Brief 1:
Using the passage on GSO and the firefly algorithm, decide whether each statement is correct, answering yes or no and quoting the words of the passage that settle it.
(a) Ding et al. (2017) used GSO to set the parameters of a wavelet twin support vector machine.
(b) In the firefly algorithm, a firefly's attractiveness stays the same regardless of distance.
(c) Wu et al. (2012) improved GSO by adding a time varying step size.

Given text:
* * * *

GSO has been successfully applied to different problems and a number of variants of GSO have been presented to improve its performance. For example, Krishnanand and Ghose (2009a) implemented GSO in multi-robot system to locate multiple signal source such as light, heat, sound, etc. Ding et al. (2017) applied GSO to optimise the parameters in wavelet twin support vector machine for determining the parameter automatically before the training process. For dealing with Multi-Objective Environmental Economic Dispatch problem (MOEED), Jayakumar and Venkatesh (2014) presented a new GSO by incorporating an overall fitness ranking tool and a time varying step size. An improved GSO was proposed to enhance its accuracy and convergence rate by Wu et al. (2012) via using greedy acceptance criteria and new movement formulas in the movement phase.
1.5 Firefly algorithm
Yang (2009), Yang (2010a) proposed Firefly Algorithm (FA) by getting inspiration from the flashing characteristics of fireflies in 2009 and applied it to standard pressure design optimisation problem in 2010. The attractiveness of a firefly is decided by its brightness (light intensity) which is evaluated by the objective function and decays with the distance from it. A firefly is attracted to another brighter firefly and explores search space via the movement to other brighter fireflies.

* * * *

Data to use:
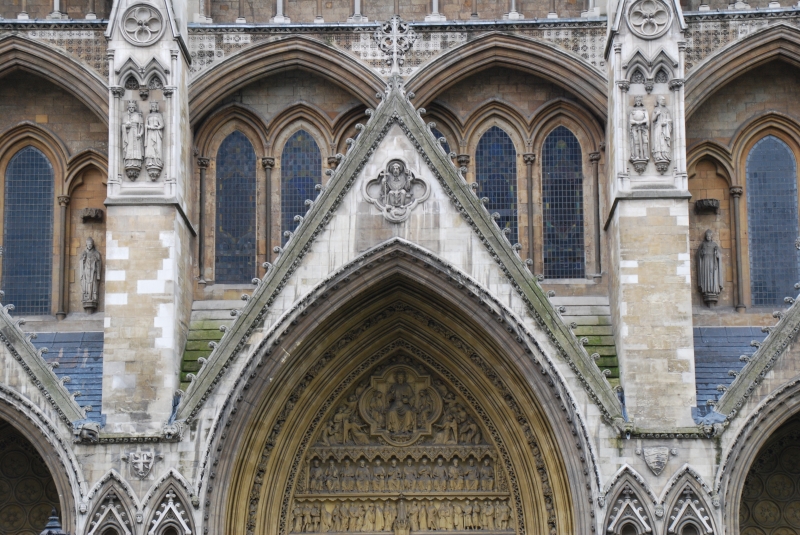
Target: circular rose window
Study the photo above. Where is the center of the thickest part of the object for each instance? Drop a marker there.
(649, 18)
(142, 25)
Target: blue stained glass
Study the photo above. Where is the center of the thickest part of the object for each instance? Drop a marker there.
(235, 240)
(772, 221)
(562, 206)
(437, 135)
(301, 171)
(496, 168)
(28, 233)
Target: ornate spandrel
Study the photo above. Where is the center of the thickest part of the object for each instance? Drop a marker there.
(401, 452)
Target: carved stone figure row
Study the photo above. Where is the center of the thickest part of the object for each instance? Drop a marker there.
(639, 133)
(416, 515)
(142, 141)
(423, 477)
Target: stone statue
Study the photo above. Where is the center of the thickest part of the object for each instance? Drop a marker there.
(709, 269)
(91, 265)
(662, 135)
(639, 135)
(132, 134)
(154, 136)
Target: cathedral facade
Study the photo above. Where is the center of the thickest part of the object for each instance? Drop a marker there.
(379, 266)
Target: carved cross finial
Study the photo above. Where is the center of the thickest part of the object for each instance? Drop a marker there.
(395, 38)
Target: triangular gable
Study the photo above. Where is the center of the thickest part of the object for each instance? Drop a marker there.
(396, 112)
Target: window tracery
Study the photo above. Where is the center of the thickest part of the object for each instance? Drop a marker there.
(301, 170)
(772, 218)
(562, 205)
(496, 173)
(235, 229)
(28, 232)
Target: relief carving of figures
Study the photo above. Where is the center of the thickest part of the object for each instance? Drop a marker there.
(153, 158)
(662, 135)
(710, 274)
(396, 191)
(132, 139)
(638, 123)
(91, 265)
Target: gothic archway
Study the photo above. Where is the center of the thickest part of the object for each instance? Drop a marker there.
(391, 315)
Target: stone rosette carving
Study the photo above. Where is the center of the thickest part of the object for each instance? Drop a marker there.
(396, 191)
(649, 19)
(142, 25)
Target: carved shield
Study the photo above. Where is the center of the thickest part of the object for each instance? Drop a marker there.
(656, 458)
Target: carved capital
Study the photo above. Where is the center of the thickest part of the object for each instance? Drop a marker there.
(675, 84)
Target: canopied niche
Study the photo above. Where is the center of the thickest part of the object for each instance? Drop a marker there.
(399, 446)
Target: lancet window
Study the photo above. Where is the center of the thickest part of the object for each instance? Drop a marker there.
(301, 170)
(496, 168)
(28, 233)
(562, 205)
(235, 239)
(772, 221)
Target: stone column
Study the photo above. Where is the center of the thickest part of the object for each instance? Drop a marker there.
(202, 164)
(736, 193)
(594, 160)
(529, 158)
(63, 261)
(269, 165)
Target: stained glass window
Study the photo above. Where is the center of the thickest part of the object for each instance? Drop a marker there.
(772, 221)
(301, 171)
(437, 135)
(496, 168)
(28, 233)
(235, 243)
(562, 206)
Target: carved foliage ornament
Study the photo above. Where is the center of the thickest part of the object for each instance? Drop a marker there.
(396, 191)
(649, 18)
(142, 25)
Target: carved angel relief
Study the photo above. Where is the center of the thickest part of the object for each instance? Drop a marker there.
(396, 191)
(401, 453)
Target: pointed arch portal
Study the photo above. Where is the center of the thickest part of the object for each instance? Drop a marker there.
(326, 425)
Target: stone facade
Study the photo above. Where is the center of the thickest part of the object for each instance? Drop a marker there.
(399, 357)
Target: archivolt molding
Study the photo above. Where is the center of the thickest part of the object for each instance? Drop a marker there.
(778, 41)
(18, 52)
(515, 52)
(297, 52)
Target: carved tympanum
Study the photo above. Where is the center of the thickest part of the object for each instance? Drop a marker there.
(396, 191)
(401, 452)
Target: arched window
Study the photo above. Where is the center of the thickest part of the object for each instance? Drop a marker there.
(562, 206)
(235, 238)
(772, 221)
(301, 170)
(496, 171)
(28, 233)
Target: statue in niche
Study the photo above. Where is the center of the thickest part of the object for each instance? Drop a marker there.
(709, 269)
(396, 191)
(662, 135)
(639, 135)
(90, 267)
(132, 134)
(154, 136)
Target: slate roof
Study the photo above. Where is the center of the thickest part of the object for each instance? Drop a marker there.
(717, 351)
(80, 357)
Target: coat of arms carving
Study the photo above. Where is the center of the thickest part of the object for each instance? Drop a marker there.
(396, 191)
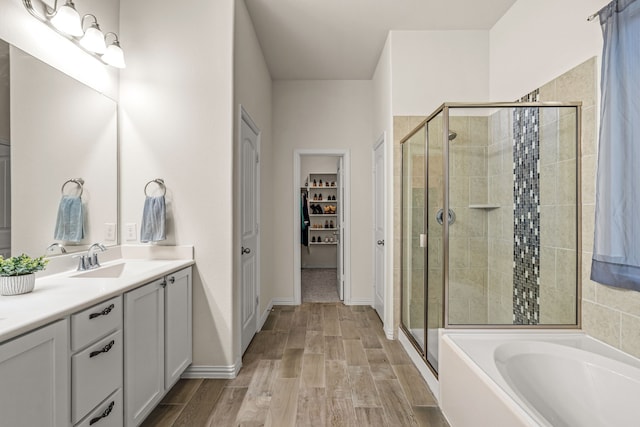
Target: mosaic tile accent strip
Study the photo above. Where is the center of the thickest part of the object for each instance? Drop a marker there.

* * * *

Brief 2:
Collect every line of the records that contains the string "relief". Case counts.

Written reply 1:
(a) Yes: "Ding et al. (2017) applied GSO to optimise the parameters in wavelet twin support vector machine"
(b) No: "decays with the distance from it"
(c) No: "via using greedy acceptance criteria and new movement formulas in the movement phase"

Written reply 2:
Target: relief carving of figures
Target: carved angel relief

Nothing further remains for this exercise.